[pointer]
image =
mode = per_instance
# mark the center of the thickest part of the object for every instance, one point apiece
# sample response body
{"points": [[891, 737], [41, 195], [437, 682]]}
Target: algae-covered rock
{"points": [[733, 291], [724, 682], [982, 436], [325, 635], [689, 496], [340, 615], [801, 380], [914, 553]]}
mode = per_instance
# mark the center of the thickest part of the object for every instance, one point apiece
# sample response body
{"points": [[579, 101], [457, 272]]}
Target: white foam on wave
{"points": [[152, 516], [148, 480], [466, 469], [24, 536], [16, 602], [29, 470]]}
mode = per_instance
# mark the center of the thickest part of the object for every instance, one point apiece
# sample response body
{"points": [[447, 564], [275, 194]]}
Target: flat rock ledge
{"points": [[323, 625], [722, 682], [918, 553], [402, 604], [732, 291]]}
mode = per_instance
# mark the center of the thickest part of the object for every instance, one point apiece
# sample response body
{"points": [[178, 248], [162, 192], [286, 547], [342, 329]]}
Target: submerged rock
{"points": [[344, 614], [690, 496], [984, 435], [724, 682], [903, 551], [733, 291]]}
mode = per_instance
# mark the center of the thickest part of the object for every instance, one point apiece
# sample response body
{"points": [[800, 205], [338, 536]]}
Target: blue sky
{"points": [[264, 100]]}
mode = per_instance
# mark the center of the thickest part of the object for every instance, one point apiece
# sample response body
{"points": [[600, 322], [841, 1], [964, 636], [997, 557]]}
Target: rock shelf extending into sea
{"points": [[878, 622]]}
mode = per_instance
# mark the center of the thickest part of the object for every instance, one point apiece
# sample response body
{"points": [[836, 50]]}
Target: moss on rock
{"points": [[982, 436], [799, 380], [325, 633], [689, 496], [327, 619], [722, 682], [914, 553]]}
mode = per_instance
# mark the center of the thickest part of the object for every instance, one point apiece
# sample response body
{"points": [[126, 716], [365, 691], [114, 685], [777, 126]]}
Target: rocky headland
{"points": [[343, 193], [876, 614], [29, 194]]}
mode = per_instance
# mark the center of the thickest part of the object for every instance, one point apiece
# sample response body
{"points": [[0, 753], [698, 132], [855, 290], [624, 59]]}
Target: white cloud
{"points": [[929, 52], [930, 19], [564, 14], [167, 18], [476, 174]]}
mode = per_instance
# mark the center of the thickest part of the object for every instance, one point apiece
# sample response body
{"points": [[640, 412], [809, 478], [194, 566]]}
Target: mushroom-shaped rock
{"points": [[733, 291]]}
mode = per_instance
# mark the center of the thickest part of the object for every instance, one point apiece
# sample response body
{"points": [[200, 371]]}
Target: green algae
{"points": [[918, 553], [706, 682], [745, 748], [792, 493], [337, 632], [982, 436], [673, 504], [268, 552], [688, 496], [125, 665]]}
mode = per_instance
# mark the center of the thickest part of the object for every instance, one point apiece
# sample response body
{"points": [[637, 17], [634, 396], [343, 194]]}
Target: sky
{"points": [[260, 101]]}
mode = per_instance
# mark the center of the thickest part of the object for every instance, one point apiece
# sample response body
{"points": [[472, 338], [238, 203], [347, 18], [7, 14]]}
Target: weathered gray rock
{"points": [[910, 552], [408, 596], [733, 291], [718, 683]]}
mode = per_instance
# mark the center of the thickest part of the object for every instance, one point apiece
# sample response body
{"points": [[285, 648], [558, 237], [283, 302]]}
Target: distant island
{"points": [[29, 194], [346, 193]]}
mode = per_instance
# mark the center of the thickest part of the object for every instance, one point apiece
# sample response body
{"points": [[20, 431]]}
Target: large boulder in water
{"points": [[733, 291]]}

■ What the task requires
Count the lines in the records that contain the string "algae". Matches must have the same letter case, and the answer is only the number.

■ Response
2